▶ **Written instruction 1**
In the records, substitute "rear wheel" for every "front tyre" in the lines between the one holding "Find the front" and the end of the records, inclusive. Return only those lines, with all else unchanged.

Railway station in Pedersöre, Finland

Jakobstad-Pedersöre railway station (Jakobstad-Pedersöre järnvägsstation, Pietarsaari-Pedersören rautatieasema) is located in the village and urban area of Bennäs in the municipality of Pedersöre, Ostrobothnia, Finland. The station serves as the passenger station of the nearby city of Jakobstad. The station building was completed in 1885.

The Finnish Heritage Agency has proclaimed the station building a nationally significant built cultural environment.

== Name ==
Upon the station's opening in 1886, it was originally called Pedersö in both Swedish and Finnish. Exactly one year later, however, the name was changed to Bennäs (initially spelled in Finnish as Pännäis), as the old name may be translated into Finnish as Pietarsaari – the name of the city of Jakobstad, causing confusion. At some point, the Finnish spelling was changed to Pännäinen.

The station was again renamed Jakobstad-Pedersöre on 15 June 2020.

== History ==
Pedersö was one of the original stations of the Seinäjoki–Oulu railway, and its location was chosen based on its proximity to the Pedersöre Church, as well as the city of Jakobstad. The station was opened for traffic along with the rest of the Kokkola–Oulu section on 1 November 1886, and the next year, the building of a branch line from the station to the city was finished. The village of Bennäs grew from the railway's influence, and upon the parish village's annexation to Jakobstad in 1950, it became the new administrative center of the municipality.

In 2006, Bennäs was made an unstaffed station and its ticket sales services were abolished. The station was completely rebuilt in 2017: elevators were installed and the single low side platform was replaced with a new one, as well as an all-new island platform, both of which were built to the 55 cm high standard for use with low-floor trains. The platforms were equipped with new shelters and benches.

In 2018–2019, a wye connecting the Jakobstad branch to the Seinäjoki–Oulu line on the south side of Bennäs was built. In the past, freight trains bound for Jakobstad from the south had to first travel north to Kokkola, where the orientation of the locomotive would be changed, and then back south towards Jakobstad via Bennäs. The wye cut the travel time for these trains by two hours and alleviated the capacity issues in the Kokkola railyard. The planning phase of the project cost approximately €7,000,000, and the construction approximately €5,070,000. The wye was opened for traffic on 25 February 2019.

== Architecture ==
The station building was constructed according to type 2 stock blueprints for class IV stations on the Ostrobothnian railway. It represents the style of Neo-Renaissance, and is presumed to have been designed by Knut Nylander, the Finnish State Railways architect at the time. The outer surface of the station is relatively plain and devoid of ornamental additions. Other than an extension built in 1928 and additional walls built in the indoor spaces, the building mostly remains in its original appearance from the 1880s. It was renovated in June–November 2015; outer surfaces were repainted and the roof was rebuilt.

The premises of the station also include a freight warehouse, guardhouses, barns, saunas and sheds, as well as several other buildings related to the living quarters.

== Services ==
Jakobstad-Pedersöre is served by most InterCity and Pendolino trains on the route Helsinki–Seinäjoki–Ylivieska–Oulu–Rovaniemi, as well as the nighttime express trains between Helsinki and Kolari. A connecting bus service is operated between the station and the Jakobstad bus station.

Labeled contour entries
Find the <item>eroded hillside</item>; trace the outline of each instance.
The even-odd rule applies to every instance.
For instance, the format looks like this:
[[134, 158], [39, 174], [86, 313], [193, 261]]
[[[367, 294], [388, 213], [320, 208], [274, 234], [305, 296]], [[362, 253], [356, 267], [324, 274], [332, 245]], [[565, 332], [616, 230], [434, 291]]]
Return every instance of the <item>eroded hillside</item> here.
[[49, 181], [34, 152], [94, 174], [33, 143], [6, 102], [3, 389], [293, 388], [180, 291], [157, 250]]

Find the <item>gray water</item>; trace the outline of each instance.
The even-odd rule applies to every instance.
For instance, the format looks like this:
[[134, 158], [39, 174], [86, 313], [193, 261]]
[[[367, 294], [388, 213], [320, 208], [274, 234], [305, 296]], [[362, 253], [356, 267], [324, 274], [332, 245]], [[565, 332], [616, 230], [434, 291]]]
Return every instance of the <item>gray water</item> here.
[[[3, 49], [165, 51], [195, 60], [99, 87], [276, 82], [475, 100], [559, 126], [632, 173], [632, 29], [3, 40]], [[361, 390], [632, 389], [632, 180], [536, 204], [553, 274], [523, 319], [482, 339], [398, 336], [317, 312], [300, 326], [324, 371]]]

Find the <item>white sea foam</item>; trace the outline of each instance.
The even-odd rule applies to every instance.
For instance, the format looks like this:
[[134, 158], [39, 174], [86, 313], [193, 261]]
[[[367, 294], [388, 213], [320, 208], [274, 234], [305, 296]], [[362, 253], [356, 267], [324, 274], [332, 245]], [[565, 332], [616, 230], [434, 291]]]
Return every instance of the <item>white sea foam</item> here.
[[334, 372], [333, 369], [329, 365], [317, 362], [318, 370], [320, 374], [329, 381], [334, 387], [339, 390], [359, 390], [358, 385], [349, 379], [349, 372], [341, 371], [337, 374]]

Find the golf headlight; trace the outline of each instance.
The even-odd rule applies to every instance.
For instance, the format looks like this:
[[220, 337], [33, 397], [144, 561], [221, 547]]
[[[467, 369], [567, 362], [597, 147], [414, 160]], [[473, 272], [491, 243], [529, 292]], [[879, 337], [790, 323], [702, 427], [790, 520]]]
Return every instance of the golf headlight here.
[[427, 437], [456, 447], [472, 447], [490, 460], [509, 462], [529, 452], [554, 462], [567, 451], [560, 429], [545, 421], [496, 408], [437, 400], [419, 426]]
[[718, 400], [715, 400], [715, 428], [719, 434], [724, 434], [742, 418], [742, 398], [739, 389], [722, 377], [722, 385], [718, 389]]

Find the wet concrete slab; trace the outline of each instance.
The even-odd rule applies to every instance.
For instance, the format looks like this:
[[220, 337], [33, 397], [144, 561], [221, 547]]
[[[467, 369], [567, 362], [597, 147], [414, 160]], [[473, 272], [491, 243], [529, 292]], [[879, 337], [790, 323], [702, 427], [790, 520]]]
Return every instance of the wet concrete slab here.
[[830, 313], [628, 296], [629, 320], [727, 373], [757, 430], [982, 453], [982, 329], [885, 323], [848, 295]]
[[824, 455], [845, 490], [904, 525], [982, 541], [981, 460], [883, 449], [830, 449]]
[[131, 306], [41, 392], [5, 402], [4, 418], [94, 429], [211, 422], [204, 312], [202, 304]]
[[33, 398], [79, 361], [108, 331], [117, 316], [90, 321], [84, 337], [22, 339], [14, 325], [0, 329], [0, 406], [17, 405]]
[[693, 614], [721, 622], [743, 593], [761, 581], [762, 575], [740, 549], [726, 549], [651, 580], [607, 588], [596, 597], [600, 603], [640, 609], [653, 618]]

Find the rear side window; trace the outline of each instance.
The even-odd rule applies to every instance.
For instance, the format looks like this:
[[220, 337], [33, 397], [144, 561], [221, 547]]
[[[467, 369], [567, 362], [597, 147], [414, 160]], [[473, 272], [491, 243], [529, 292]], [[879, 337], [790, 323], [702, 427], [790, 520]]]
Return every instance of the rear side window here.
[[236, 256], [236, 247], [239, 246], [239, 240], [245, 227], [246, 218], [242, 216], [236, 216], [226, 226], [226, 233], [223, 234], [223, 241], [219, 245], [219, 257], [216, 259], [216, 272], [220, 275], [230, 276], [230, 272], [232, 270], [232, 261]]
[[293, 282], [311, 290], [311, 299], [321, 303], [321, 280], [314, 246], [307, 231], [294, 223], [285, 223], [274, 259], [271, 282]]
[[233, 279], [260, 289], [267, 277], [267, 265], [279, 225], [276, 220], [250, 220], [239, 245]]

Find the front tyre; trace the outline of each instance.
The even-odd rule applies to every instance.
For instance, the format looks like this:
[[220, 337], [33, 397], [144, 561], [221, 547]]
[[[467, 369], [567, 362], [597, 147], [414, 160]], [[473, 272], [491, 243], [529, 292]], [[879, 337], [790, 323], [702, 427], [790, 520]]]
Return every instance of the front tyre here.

▶ **Written instruction 2**
Repeat word for word the part of the railway station text between "The premises of" and "Jakobstad bus station.", inclusive.

▶ **Task answer 1**
Find the rear wheel; trace the outline of each instance.
The even-odd rule applies to every instance.
For instance, the format looks like this:
[[220, 337], [33, 397], [144, 561], [221, 547]]
[[[467, 369], [567, 362], [597, 147], [414, 160]], [[473, 272], [491, 243], [529, 292]], [[879, 337], [790, 323], [702, 427], [790, 520]]]
Return every instance of the rear wheel here.

▶ **Task answer 2**
The premises of the station also include a freight warehouse, guardhouses, barns, saunas and sheds, as well as several other buildings related to the living quarters.

== Services ==
Jakobstad-Pedersöre is served by most InterCity and Pendolino trains on the route Helsinki–Seinäjoki–Ylivieska–Oulu–Rovaniemi, as well as the nighttime express trains between Helsinki and Kolari. A connecting bus service is operated between the station and the Jakobstad bus station.